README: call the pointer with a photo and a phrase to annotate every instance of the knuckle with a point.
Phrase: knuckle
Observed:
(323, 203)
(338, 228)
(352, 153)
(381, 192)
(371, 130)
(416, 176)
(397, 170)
:::
# TASK TO COMPLETE:
Please set down the entire listing once more, exactly as it stands.

# RESPONSE:
README: call the pointer with a photo and a phrase to annotate every instance of the knuckle with a point.
Phrase: knuckle
Observed:
(323, 203)
(338, 228)
(352, 153)
(381, 192)
(371, 130)
(416, 176)
(397, 170)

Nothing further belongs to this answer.